## begin Document extract

After looking at this more closely, I don't see how this gets ranges.
For example, using a series of numbers instead of sequential dates, if
I had: 1, 2, 4, 5, 6, 8, 9 then I would expect to have returned 1-2,
4-6, 8-9. Modifying the query above to fit the simpler model:

CREATE TABLE Series (my_int INT NOT NULL)
GO

INSERT INTO Series VALUES (1)
INSERT INTO Series VALUES (2)
INSERT INTO Series VALUES (4)
INSERT INTO Series VALUES (5)
INSERT INTO Series VALUES (6)
INSERT INTO Series VALUES (8)
INSERT INTO Series VALUES (9)
GO

SELECT SQ.start_my_int, MAX(end_my_int) AS end_my_int
FROM (SELECT MIN(S.my_int) AS start_my_int, E.my_int AS end_my_int
FROM Series S, Series E
GROUP BY E.my_int) AS SQ
GROUP BY SQ.start_my_int
GO

This returns only 1-9, which is clearly wrong. Did I miss something in
simplifying the query?

Thanks,
-Tom.

Jul 23 '05 #5

--CELKO--

You have nothing to tell you that you have anything missing. In the
case of numbers, it the formula that

(end -start +1) = COUNT of numbers between start and end.

I assume that every day had at least one rate and the problem was
finding more than one. Gaps make life harder and you probably want to
have a rule to fill them in.

Jul 23 '05 #6

Thomas R. Hummel

--CELKO-- wrote:

You have nothing to tell you that you have anything missing. In the
case of numbers, it the formula that

(end -start +1) = COUNT of numbers between start and end.

I assume that every day had at least one rate and the problem was
finding more than one. Gaps make life harder and you probably want to have a rule to fill them in.

Every day may have a rate, but the rate might go up and down, so that
the periods for one particular rate might not be contiguous. I don't
have access to a SQL Server at the moment to write and test a test case
here, but to expand on my example with numbers, let's add rates into
it:

CREATE TABLE Series (my_int INT NOT NULL, rate MONEY NOT NULL)

## end Document extract

• [Tasks to complete]:
(a) Duplicate the SQL ranges thread between "After looking at" and "Series VALUES (8)", inclusive.
(b) Carry on the SQL ranges thread from its final line.
The records that come next are separate material, unrelated to the SQL ranges thread.

## begin Items

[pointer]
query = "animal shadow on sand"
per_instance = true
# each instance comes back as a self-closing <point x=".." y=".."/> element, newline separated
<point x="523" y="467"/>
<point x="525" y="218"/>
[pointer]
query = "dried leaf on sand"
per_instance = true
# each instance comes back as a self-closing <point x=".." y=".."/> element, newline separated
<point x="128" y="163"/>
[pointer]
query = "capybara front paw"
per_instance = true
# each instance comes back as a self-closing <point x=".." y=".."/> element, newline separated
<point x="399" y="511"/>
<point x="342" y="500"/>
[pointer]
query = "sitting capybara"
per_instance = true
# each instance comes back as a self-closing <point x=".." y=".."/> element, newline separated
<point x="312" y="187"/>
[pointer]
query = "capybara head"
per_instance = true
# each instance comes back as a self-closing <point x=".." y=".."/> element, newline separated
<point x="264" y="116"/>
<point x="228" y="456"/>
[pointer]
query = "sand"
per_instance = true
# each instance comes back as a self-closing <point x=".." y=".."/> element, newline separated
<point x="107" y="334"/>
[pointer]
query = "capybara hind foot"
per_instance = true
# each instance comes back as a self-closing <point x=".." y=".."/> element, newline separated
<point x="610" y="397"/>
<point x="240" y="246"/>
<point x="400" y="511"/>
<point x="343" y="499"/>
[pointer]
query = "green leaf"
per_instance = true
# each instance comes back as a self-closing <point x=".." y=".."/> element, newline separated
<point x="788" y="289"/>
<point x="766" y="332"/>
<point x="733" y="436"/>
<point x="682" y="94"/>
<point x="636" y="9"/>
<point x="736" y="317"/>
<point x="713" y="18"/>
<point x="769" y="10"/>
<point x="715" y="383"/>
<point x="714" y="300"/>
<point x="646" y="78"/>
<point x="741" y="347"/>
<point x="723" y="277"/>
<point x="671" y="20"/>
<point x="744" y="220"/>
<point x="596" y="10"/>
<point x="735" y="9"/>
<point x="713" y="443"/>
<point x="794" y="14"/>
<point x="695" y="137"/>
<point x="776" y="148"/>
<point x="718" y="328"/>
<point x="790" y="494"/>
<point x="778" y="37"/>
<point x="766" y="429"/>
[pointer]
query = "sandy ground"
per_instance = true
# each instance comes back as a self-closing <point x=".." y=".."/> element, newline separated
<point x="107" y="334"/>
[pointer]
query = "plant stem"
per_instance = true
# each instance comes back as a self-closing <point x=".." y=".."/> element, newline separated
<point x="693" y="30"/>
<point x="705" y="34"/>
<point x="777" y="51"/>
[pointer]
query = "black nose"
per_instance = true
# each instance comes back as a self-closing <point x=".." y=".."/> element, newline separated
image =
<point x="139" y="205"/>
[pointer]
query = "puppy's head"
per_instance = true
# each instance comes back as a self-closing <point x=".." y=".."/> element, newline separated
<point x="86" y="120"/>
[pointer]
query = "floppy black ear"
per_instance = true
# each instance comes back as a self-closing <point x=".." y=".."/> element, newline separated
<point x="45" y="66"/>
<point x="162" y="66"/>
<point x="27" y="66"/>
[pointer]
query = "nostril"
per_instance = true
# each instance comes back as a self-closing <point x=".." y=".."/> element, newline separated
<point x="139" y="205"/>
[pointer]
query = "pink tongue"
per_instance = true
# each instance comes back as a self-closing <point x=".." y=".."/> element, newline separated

## end Items

• [Expected responses]:
(a)
After looking at this more closely, I don't see how this gets ranges.
For example, using a series of numbers instead of sequential dates, if
I had: 1, 2, 4, 5, 6, 8, 9 then I would expect to have returned 1-2,
4-6, 8-9. Modifying the query above to fit the simpler model:

CREATE TABLE Series (my_int INT NOT NULL)
GO

INSERT INTO Series VALUES (1)
INSERT INTO Series VALUES (2)
INSERT INTO Series VALUES (4)
INSERT INTO Series VALUES (5)
INSERT INTO Series VALUES (6)
INSERT INTO Series VALUES (8)

(b)
GO

INSERT INTO Series VALUES (1, 10.0)
INSERT INTO Series VALUES (2, 10.0)
INSERT INTO Series VALUES (3, 20.0)
INSERT INTO Series VALUES (4, 10.0)
INSERT INTO Series VALUES (5, 10.0)
INSERT INTO Series VALUES (6, 10.0)
INSERT INTO Series VALUES (7, 20.0)
INSERT INTO Series VALUES (8, 10.0)
INSERT INTO Series VALUES (9, 10.0)
GO

SELECT SQ.rate, SQ.start_num, MAX(SQ.end_num)
FROM (SELECT MIN(S.my_int) AS start_num, E.my_int AS end_num, E.rate
FROM Series AS S, Series AS E
WHERE S.rate = E.rate
GROUP BY E.my_int, E.rate) AS SQ
GROUP BY SQ.rate, SQ.start_num
GO

Now every number has a row and there are no gaps, but the same problem
arises since I will now see:

start_num end_num rate
--------- ------- -------
1 9 10.0000
3 7 20.0000

instead of:

start_num end_num rate
--------- ------- -------
1 2 10.0000
3 3 20.0000
4 6 10.0000
7 7 20.0000
8 9 10.0000
-Tom.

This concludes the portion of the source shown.